> _SOURCE PASSAGE_
***
This is mostly a meme. If you're doing CPU-bound work where each instruction counts then there are ways to tune Python performance. There's https://numba.pydata.org/ and https://cython.org/ 'easily tune readable Python code into plain C performance by adding static type declarations, also in Python syntax.' Python can use multiple processes, multiple interpreters, and soon 'real threads.' I should add that a lot of algorithms aren't parallel so they're not likely to benefit from such improvements. But Python byte code already is quite fast as it is.
As for 'data processing' -- if the work-load is I/O bound its not going to matter if you use Python or C. It will be just as fast.
Everything in CPython is pass-by-reference. But there's no difference between that and pass-by-value for types like `int` and `str` because they're immutable.
> Not because it is fast or particularly good at anything it does.
True. But Python is crucially fast enough and enough for everything.
Sure, it takes 30x longer to parse the data the author has with a Python script than in <insert-a-compiled-language>, but sharing your Python script is easy as... sharing the script. The other party does not need to install anything or learn anything new. It just works.
And at the end of the day this script just very simple and assuming the data isn't changing hourly - which I don't think corona virus is mutating that fast or at very least we are not sequencing it that fast - waiting even a minute for the data is fast enough.
Often people complain that something is 10-100x slower with Python, but conveniently forgetting that spending a 1ms vs 1s on a thing you run maximum of once per week doesn't make a difference other than between your ears.
> Sure, it takes 30x longer to parse the data the author has with a Python script than in <insert-a-compiled-language>, but sharing your Python script is easy as... sharing the script. The other party does not need to install anything or learn anything new. It just works.
***
> _SET OF TASKS_
a - Output the part of the Python performance discussion starting at "Everything in CPython" and ending at "enough for everything.".
b - Translate this sentence from the Python performance discussion into German: "Everything in CPython is pass-by-reference."
None of the entries are needed for this work.
***
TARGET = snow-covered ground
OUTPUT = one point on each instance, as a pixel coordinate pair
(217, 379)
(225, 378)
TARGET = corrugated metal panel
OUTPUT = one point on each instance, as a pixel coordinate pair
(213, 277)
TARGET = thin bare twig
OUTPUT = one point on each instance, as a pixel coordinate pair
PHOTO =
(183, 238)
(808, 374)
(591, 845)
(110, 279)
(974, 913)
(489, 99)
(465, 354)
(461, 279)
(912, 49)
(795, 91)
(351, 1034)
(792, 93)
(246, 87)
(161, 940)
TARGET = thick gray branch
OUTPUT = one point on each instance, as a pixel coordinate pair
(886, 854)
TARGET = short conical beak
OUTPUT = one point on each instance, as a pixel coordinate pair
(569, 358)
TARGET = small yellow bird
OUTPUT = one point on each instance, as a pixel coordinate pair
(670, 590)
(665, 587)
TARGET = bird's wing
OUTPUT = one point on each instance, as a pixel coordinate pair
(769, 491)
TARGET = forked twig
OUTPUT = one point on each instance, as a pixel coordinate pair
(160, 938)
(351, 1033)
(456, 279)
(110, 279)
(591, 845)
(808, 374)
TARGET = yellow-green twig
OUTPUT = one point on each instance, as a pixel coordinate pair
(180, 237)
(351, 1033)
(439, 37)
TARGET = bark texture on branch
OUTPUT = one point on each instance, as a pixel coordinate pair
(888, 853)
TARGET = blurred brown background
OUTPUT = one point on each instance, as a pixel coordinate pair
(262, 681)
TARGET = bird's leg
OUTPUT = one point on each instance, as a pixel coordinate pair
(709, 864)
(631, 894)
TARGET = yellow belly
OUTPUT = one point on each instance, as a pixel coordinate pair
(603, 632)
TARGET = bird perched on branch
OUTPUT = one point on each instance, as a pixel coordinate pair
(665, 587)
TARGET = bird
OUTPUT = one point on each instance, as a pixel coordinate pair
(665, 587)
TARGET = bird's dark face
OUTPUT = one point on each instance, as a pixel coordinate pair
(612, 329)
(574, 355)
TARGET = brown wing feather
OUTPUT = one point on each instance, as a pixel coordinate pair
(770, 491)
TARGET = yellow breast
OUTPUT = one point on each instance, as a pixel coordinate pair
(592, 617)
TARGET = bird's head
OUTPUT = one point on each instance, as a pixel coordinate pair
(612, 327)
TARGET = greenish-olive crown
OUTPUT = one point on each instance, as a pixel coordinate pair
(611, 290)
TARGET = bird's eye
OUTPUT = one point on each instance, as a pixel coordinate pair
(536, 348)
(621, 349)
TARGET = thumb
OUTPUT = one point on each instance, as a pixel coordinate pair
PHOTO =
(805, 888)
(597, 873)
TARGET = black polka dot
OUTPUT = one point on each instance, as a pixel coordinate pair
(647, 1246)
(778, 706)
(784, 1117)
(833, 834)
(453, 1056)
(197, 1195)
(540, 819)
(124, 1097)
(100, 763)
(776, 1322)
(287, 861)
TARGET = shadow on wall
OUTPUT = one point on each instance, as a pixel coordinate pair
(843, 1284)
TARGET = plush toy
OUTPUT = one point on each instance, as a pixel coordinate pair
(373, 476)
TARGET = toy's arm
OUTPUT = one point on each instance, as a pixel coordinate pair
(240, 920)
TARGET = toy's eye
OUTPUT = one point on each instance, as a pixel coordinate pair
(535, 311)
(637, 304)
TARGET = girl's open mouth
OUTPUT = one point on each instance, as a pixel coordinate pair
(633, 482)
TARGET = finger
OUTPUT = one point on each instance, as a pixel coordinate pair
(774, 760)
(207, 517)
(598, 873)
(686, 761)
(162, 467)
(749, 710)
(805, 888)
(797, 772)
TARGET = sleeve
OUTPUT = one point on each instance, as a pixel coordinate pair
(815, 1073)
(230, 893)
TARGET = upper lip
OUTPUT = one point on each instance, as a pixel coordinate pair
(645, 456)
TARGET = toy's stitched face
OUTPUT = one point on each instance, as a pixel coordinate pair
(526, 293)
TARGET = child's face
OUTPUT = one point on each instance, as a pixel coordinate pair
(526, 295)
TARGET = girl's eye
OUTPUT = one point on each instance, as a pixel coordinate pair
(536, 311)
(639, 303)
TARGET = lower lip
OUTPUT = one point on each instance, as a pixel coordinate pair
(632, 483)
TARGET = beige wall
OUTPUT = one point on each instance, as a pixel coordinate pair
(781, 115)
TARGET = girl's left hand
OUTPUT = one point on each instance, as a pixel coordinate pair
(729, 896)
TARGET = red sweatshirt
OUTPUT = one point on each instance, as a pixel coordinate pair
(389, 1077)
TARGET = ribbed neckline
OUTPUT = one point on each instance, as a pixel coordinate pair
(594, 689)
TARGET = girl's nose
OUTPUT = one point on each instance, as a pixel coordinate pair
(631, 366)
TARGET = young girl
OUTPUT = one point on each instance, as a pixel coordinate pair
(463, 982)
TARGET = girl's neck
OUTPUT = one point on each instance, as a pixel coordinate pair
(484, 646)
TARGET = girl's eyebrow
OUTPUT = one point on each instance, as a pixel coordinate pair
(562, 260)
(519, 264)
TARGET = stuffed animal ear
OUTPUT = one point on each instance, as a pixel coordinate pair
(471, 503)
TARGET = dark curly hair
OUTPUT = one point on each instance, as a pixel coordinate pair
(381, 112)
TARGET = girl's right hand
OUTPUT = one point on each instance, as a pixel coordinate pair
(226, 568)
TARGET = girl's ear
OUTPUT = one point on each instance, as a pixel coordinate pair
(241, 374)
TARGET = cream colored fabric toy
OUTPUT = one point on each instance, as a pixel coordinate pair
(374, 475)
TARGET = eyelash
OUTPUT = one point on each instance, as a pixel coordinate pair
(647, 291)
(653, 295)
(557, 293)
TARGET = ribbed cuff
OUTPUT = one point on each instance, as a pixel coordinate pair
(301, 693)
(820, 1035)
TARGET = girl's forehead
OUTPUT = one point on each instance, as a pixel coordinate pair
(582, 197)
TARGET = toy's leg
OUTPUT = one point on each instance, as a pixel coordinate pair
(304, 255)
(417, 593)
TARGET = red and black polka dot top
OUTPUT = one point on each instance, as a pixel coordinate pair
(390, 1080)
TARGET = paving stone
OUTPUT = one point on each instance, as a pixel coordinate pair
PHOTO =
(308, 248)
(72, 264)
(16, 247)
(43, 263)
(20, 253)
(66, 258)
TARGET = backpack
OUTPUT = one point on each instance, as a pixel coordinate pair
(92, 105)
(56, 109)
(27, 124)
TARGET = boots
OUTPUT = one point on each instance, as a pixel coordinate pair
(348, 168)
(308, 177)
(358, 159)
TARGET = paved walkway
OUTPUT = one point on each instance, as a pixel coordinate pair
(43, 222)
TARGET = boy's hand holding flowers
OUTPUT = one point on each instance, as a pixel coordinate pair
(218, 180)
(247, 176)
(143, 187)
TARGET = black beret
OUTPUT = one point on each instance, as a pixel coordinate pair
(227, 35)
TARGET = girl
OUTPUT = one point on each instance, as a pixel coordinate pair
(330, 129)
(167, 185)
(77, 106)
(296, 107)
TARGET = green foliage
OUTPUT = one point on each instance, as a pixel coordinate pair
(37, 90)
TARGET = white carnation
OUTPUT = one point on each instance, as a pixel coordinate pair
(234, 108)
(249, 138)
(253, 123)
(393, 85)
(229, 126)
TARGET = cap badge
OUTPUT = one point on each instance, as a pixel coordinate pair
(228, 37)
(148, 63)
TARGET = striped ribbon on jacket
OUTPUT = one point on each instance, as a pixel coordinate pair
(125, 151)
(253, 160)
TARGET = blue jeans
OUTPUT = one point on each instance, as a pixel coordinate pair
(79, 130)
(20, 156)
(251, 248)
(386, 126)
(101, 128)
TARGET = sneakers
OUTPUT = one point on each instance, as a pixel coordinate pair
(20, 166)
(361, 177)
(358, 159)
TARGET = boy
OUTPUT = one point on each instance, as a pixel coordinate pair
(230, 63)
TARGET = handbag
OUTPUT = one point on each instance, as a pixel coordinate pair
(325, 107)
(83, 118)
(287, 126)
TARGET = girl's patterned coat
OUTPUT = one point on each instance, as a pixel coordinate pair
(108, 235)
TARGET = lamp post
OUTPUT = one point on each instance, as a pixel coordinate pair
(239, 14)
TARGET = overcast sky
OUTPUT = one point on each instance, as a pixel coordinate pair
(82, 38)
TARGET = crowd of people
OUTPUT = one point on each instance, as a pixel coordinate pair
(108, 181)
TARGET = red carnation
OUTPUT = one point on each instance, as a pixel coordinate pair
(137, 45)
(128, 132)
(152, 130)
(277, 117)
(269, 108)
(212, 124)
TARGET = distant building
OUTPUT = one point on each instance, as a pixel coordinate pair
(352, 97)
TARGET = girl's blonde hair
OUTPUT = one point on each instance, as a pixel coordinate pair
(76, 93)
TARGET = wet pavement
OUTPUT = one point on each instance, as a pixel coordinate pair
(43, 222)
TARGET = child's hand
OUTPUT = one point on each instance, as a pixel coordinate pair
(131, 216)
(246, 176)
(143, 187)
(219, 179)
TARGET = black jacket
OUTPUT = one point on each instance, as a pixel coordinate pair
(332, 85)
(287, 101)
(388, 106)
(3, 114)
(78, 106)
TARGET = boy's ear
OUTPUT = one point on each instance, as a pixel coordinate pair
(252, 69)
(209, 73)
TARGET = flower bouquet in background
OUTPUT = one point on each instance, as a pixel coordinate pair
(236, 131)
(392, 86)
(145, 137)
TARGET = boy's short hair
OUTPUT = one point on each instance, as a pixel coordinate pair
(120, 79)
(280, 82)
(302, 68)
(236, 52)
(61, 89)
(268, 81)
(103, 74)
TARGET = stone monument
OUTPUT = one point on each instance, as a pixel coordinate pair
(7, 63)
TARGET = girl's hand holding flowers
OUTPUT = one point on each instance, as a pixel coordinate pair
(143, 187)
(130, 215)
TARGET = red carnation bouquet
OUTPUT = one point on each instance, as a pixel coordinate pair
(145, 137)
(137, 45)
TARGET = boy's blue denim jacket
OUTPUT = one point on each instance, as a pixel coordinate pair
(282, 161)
***
> _EXPECTED OUTPUTS_
a -
Everything in CPython is pass-by-reference. But there's no difference between that and pass-by-value for types like `int` and `str` because they're immutable.
> Not because it is fast or particularly good at anything it does.
True. But Python is crucially fast enough and enough for everything.

b - In CPython wird alles per Referenz übergeben.